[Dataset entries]

════

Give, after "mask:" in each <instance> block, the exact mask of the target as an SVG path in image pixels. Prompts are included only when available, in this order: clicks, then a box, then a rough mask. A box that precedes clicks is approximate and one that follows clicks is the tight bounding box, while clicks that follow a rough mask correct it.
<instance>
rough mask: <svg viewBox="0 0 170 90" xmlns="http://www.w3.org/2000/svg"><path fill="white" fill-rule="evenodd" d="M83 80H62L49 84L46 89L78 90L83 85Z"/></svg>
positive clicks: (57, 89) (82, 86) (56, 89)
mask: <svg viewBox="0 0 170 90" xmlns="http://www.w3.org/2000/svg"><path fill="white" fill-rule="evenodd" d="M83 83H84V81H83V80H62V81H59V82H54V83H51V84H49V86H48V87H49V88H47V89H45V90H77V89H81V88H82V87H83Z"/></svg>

════

**Work to complete**
Give back every entry exactly, with nothing left out.

**Worked solution**
Give, after "mask:" in each <instance> block, the exact mask of the target as an SVG path in image pixels. Prompts are included only when available, in this order: clicks, then a box, then a rough mask. A box that precedes clicks is approximate and one that follows clicks is the tight bounding box, while clicks that follow a rough mask correct it.
<instance>
rough mask: <svg viewBox="0 0 170 90" xmlns="http://www.w3.org/2000/svg"><path fill="white" fill-rule="evenodd" d="M83 80H62L49 84L46 89L78 90L83 85Z"/></svg>
positive clicks: (57, 89) (82, 86) (56, 89)
mask: <svg viewBox="0 0 170 90" xmlns="http://www.w3.org/2000/svg"><path fill="white" fill-rule="evenodd" d="M83 83H84V81H83V80H62V81H59V82H54V83H51V84H49V86H48V87H49V88H47V89H45V90H77V89H81V88H82V87H83Z"/></svg>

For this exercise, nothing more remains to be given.